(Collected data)
—————

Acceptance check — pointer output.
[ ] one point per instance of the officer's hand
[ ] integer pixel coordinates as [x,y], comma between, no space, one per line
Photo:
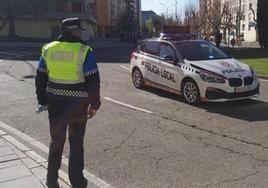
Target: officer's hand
[91,113]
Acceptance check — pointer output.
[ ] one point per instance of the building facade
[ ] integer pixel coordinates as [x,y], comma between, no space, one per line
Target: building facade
[45,23]
[109,13]
[248,11]
[147,15]
[210,13]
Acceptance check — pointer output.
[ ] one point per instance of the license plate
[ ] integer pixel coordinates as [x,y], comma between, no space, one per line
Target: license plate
[242,89]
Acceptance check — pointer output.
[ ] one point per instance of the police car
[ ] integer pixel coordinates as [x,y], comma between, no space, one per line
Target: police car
[196,69]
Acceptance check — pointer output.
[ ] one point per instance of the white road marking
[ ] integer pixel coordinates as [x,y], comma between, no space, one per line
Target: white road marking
[13,54]
[128,105]
[126,68]
[91,177]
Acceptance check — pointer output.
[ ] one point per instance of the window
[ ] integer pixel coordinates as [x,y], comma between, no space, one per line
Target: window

—————

## Work task
Only the lines from the one that contains "[ ] one point per instance of the police car" to the end of the entries above should be given again, exactly and in full.

## Your solution
[ ] one point per instance of the police car
[ ] integer pixel coordinates as [x,y], comma between, no space, one per line
Target: police car
[196,69]
Acceptance check — pointer output.
[ ] one point per instance of the white road marking
[ ] integer pixel coordinates as [x,y], comma between, no space, one per line
Target: white road marking
[13,54]
[128,105]
[126,68]
[91,177]
Acceptance check — pointer output.
[ ] one point per instance of the window
[ ] integer pixel coordinates as [x,y], comma between, no space, one per line
Target: window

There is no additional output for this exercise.